So, anyway, I switched to easy mode to try to play that one scenario, but then I forgot to switch back. So I played about 5 or 6 other scenarios on easy mode, and they were totally, well, "easy" is the only word.
I do have a decent team right now. My bard is 9th (the top) level, and is auto-healing my whole party every round, as well as dishing out lots of stuns and curses. I also have a doomstalker (who does massive damage to individual targets that he "dooms"), a quartermaster who is doing OK as a tanky melee fighter (because of all the heals), and an elementalist (who does ranged magic damage that is low if not boosted but respectable if you can manage creating and consuming elements). The elementalist is definitely the weakest link in this party, but I'm trying to level him up, and nobody else in my party is a magic user.
So the way magic works in Gloomhaven is that some actions create "elements". Earth/air/fire/ice/light/dark. Once created they are available for anybody to use -- so you can create elements your enemies can use, or they can create elements you can use. They then "wane" over time. If you create an element on your turn, you can't use it. You have to try to use it your next turn, and hope nobody else grabbed it. And if you don't use it your next turn, it's gone anyway. But if someone else moves before you on the same turn and creates an element then you can grab it and use it -- you don't have to wait a turn.

- _Information shown_
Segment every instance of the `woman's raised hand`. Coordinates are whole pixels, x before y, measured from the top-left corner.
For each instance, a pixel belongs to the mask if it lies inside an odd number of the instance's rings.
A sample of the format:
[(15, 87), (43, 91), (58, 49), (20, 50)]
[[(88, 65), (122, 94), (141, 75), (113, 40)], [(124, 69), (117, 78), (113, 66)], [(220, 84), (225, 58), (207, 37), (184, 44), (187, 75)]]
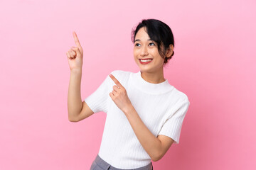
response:
[(73, 32), (76, 47), (71, 47), (70, 50), (66, 52), (68, 64), (70, 70), (82, 69), (82, 48), (79, 42), (78, 38), (75, 31)]

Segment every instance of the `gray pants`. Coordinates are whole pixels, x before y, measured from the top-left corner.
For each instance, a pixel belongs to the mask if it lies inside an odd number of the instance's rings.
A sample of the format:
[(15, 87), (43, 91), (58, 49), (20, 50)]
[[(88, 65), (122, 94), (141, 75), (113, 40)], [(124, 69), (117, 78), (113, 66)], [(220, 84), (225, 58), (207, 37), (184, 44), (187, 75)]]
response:
[[(110, 164), (104, 161), (99, 154), (97, 154), (97, 157), (92, 164), (90, 170), (124, 170), (123, 169), (117, 169), (112, 166)], [(146, 165), (141, 168), (137, 169), (130, 169), (127, 170), (153, 170), (153, 164), (151, 162), (149, 164)]]

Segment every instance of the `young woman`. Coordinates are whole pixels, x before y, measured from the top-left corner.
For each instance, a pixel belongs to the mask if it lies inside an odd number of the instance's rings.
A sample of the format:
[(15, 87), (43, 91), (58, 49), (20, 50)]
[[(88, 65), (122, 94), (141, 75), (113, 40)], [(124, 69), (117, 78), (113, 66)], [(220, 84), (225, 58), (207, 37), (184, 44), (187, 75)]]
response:
[(80, 97), (82, 49), (67, 52), (70, 67), (68, 118), (78, 122), (93, 113), (107, 113), (98, 154), (90, 169), (153, 169), (171, 145), (178, 144), (190, 102), (164, 76), (174, 55), (171, 28), (155, 19), (143, 20), (132, 31), (134, 57), (139, 71), (114, 70), (83, 102)]

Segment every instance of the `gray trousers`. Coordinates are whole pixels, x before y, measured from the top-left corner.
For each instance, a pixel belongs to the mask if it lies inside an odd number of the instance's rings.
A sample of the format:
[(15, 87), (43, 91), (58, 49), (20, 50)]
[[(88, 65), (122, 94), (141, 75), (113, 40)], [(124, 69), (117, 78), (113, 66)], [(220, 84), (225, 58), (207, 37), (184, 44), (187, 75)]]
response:
[[(123, 169), (117, 169), (107, 163), (99, 154), (97, 154), (95, 159), (92, 162), (90, 170), (124, 170)], [(127, 170), (153, 170), (153, 164), (151, 162), (149, 164), (146, 165), (141, 168), (129, 169)]]

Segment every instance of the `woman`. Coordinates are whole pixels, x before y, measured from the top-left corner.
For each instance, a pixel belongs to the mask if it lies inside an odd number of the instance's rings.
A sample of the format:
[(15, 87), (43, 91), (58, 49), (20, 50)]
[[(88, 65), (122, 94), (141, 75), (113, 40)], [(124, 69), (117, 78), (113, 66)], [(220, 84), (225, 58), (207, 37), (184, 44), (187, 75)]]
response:
[(134, 57), (139, 71), (114, 70), (82, 103), (82, 49), (67, 52), (71, 70), (68, 118), (78, 122), (95, 113), (107, 113), (98, 154), (90, 169), (153, 169), (173, 142), (178, 144), (190, 102), (164, 77), (174, 55), (171, 28), (155, 19), (143, 20), (132, 31)]

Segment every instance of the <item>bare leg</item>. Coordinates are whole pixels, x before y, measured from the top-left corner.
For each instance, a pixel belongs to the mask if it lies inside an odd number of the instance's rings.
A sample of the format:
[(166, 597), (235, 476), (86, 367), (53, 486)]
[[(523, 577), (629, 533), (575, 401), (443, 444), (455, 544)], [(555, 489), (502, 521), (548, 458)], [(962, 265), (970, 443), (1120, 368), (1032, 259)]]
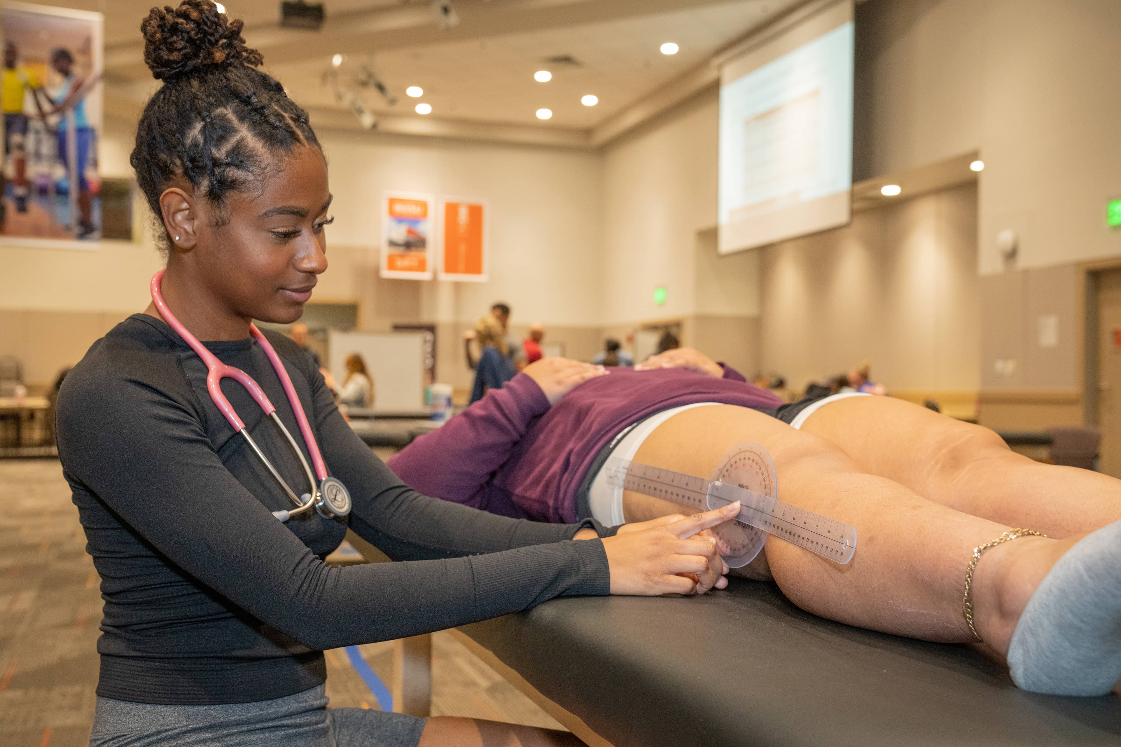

- _Your instructions_
Quote the Gloomhaven post word for word, beginning at the words "I do have a" and stopping after "a magic user.". The records come from a different source than the Gloomhaven post.

- _Exercise response_
I do have a decent team right now. My bard is 9th (the top) level, and is auto-healing my whole party every round, as well as dishing out lots of stuns and curses. I also have a doomstalker (who does massive damage to individual targets that he "dooms"), a quartermaster who is doing OK as a tanky melee fighter (because of all the heals), and an elementalist (who does ranged magic damage that is low if not boosted but respectable if you can manage creating and consuming elements). The elementalist is definitely the weakest link in this party, but I'm trying to level him up, and nobody else in my party is a magic user.